**EXERCISE DIRECTIONS:** Starting from the first line, transcribe the whole listing exactly.

PROVIDED ENTRIES section start

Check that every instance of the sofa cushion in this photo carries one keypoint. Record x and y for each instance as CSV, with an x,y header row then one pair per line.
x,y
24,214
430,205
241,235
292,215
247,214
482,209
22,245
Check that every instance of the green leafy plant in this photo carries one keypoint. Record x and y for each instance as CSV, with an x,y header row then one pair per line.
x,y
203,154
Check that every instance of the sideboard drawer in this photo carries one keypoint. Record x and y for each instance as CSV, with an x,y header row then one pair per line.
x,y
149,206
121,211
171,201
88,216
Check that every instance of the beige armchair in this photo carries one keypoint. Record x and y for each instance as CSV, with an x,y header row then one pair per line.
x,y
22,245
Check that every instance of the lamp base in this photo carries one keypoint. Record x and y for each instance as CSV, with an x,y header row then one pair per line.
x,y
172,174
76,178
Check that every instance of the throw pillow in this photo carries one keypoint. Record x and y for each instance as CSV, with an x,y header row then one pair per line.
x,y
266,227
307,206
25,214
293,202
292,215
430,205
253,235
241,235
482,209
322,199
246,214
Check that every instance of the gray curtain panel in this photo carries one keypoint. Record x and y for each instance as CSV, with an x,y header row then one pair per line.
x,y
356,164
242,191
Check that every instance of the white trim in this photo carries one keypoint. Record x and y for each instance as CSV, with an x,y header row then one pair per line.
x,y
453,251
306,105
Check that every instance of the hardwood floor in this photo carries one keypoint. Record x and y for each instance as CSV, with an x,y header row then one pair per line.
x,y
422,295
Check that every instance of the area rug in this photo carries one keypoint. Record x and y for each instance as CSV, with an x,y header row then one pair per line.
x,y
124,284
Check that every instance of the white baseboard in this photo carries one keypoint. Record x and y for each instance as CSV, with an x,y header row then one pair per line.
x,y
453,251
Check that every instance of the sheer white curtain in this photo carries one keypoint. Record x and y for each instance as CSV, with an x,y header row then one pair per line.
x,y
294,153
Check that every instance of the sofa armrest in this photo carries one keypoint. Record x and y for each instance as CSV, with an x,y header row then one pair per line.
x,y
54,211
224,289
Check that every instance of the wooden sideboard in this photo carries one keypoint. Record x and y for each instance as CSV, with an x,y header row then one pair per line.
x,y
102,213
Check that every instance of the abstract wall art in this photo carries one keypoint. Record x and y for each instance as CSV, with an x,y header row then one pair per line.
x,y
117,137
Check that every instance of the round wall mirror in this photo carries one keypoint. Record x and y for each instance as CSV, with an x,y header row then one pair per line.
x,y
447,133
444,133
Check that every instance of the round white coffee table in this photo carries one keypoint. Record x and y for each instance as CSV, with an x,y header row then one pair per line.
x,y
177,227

PROVIDED ENTRIES section end

**OUTPUT BELOW:**
Check that every instance of the sofa cushion in this photo carries one keypoint. Record x and y for each instance as CSV, with an x,y header row then one pair per line.
x,y
24,214
430,205
241,235
292,215
247,214
482,209
22,245
Check that every instance of the green leafy plant in this photo carries one keypoint. Record x and y for each instance as CSV, with an x,y header row then one pair per line.
x,y
203,154
Check that every instance of the sideboard drawer in this photo carries one keypoint. Record x and y for each instance as CSV, with an x,y header row then one pair per line.
x,y
149,206
121,211
171,201
88,216
Check that every instance of the beige armchair in this photo carries one keypoint. Record x and y for each instance as CSV, with an x,y header row then one pair per line.
x,y
22,245
Check that every instance of the lamp base in this photo carries one keypoint. Record x and y for each instance as CSV, with an x,y header row then one pair per line.
x,y
172,174
76,178
Check that every instance of the throw pillow in this photo carries one keypoint. Record x and y for each instance as CSV, with an x,y header row then one pair per line.
x,y
266,227
307,206
25,214
293,202
292,215
430,205
253,235
241,235
482,209
322,199
246,214
Check that every instance of the gray curtain panel in this photo carries one keypoint. Record x and y for each instance as CSV, with an x,y header row then one pair per line.
x,y
356,164
242,191
Check that every instance of the white trim in this photo carries one keypoint. Record x and y for each instance as CSV, with an x,y header row then one pair per line.
x,y
453,251
306,105
Check that every instance of the hardwood floor in this photo carries one keypoint. Record x and y for each instance as CSV, with an x,y header row then one pair per line.
x,y
422,295
Check that every instance of the area rug in this photo carries one keypoint. Record x and y for each instance as CSV, with an x,y header row then one pair per line.
x,y
124,284
Check that every instance of the white baseboard in this photo carries one keypoint. Record x and y for each instance as CSV, with an x,y header row then one pair per line.
x,y
453,251
Check that every instance of the sheer white curtain in this photo carries one keypoint. Record x and y for each instance as CSV, with an x,y header row then one pair per line.
x,y
294,153
Check that every instance of the sofa armrest in this photo carries one keypoint. Record x and y for each instance as CSV, with an x,y header row then one pair per line.
x,y
54,211
224,289
Check that every instance of the wooden sideboard in this photo carries one keypoint. Record x and y for each instance as CSV, with an x,y header row then one pair per line.
x,y
102,213
Check that every instance of the abstract wall art in this photo carries one keypoint. Record x and y for each instance as CSV, with an x,y header row then one pair per line.
x,y
117,137
Check that every instance of the round wall mirror in this photo carries one keypoint. Record x and y for each instance as CSV, with an x,y header row then one pair per line.
x,y
447,133
444,133
Check that every instance of the round white coffee table in this photo carries one keypoint. Record x and y for each instance as CSV, with an x,y header row then one pair per line.
x,y
177,227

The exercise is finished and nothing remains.